Page text:
● ● ● ● ● ● ●

Off you go then, the circuit is yours...
We run two fast laps, I try to push harder, work those Akebono brakes to their maximum potential, but can't quite get where I want to be. I'm still nervous of letting the car move around too much, still repeating to myself '900hp', and sadly, my time's up.
Lucky break
What follows is fortuitous and no doubt fundamentally altered how I now feel about the P1.
We went off to shoot the circuit for the video. We often do that by running backwards and forwards through turns, sometimes straight, sometimes sideways. As I mentioned earlier, this is the best chance to test the preconceived notions of how a car behaves in the conditional tense, and it's often just me and videographer Neil, so I don't have people watching me. In other words, I can practice.
The stability control is easily deactivated in the P1, unlike the 12C. Now you just aim it at a corner with some run-off, and see what happens when you try and provoke a 900hp, mid-engined, two-wheel drive car. And the moment it first broke traction, I just knew it would be fine - all the messages were there. The mass felt contained, the steering responded perfectly and, crucially, I had so much control over the power delivery that I felt completely confident gathering up the slide.

● ● ● ● ● ● ●

(Dataset items)

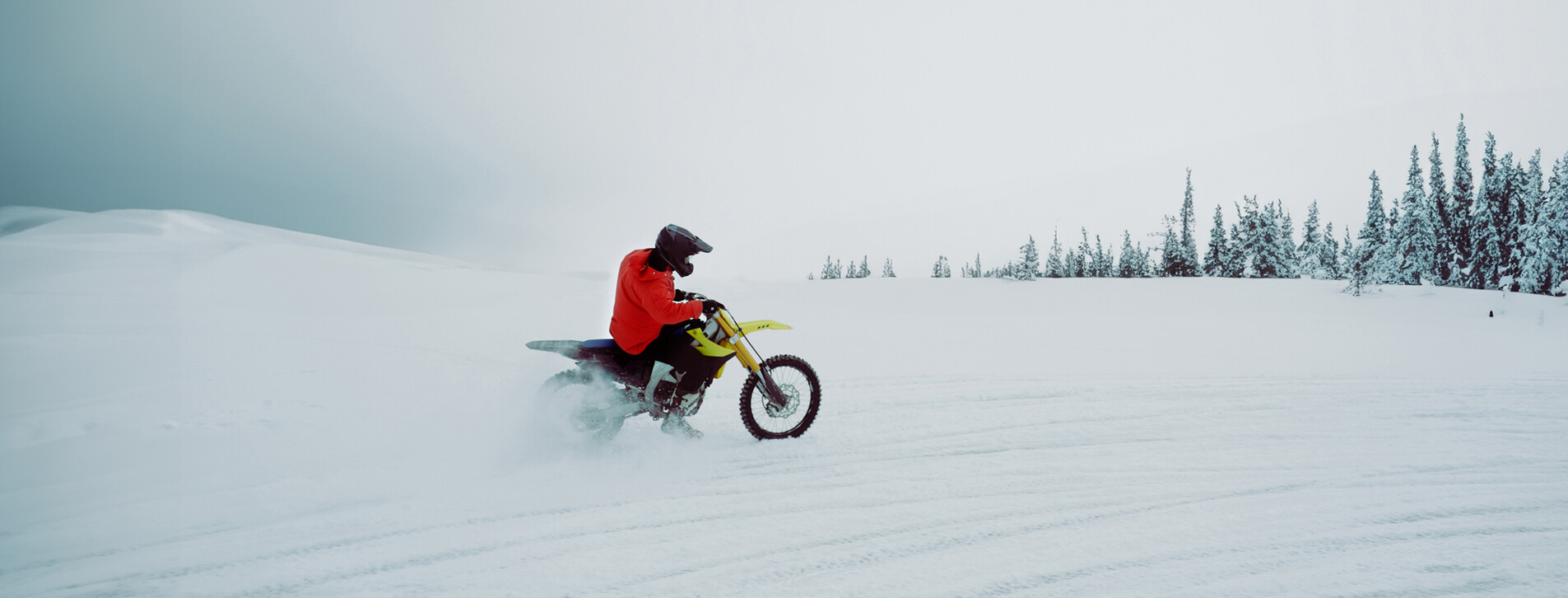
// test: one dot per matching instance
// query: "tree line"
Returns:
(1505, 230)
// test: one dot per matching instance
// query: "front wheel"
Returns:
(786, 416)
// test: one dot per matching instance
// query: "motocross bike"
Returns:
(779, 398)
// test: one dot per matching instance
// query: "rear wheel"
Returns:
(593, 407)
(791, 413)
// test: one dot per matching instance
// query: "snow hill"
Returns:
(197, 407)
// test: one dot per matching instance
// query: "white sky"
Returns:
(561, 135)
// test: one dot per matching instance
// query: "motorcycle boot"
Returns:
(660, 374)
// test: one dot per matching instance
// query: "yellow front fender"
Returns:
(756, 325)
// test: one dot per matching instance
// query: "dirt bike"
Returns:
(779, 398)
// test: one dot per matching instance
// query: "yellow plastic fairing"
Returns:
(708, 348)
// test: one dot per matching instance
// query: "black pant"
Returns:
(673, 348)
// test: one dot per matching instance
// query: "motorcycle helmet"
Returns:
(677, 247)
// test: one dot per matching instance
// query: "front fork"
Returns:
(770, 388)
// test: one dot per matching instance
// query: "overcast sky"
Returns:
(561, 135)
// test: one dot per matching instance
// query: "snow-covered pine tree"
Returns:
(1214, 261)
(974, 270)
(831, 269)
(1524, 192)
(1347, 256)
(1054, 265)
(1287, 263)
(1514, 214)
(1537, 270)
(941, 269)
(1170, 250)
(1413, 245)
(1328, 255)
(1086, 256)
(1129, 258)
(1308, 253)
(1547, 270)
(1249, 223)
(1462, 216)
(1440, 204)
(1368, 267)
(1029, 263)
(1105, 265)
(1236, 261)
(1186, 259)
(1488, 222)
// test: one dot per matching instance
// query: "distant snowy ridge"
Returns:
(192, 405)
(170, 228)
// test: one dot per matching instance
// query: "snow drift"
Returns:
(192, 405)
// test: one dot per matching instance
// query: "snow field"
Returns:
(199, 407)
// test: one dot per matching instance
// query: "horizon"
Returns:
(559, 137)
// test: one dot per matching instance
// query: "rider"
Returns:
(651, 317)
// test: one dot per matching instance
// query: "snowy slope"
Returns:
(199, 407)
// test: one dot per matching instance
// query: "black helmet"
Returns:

● ● ● ● ● ● ●

Written task 1: Repeat the part of the P1 driving passage that opens with the words containing "Lucky break" and closes with "I can practice.".
Written task 2: Pick out every line of the listing that contains the word "front".
The listing has no connection to the P1 driving passage.

Full response 1:
Lucky break
What follows is fortuitous and no doubt fundamentally altered how I now feel about the P1.
We went off to shoot the circuit for the video. We often do that by running backwards and forwards through turns, sometimes straight, sometimes sideways. As I mentioned earlier, this is the best chance to test the preconceived notions of how a car behaves in the conditional tense, and it's often just me and videographer Neil, so I don't have people watching me. In other words, I can practice.

Full response 2:
// query: "front wheel"
// query: "yellow front fender"
// query: "front fork"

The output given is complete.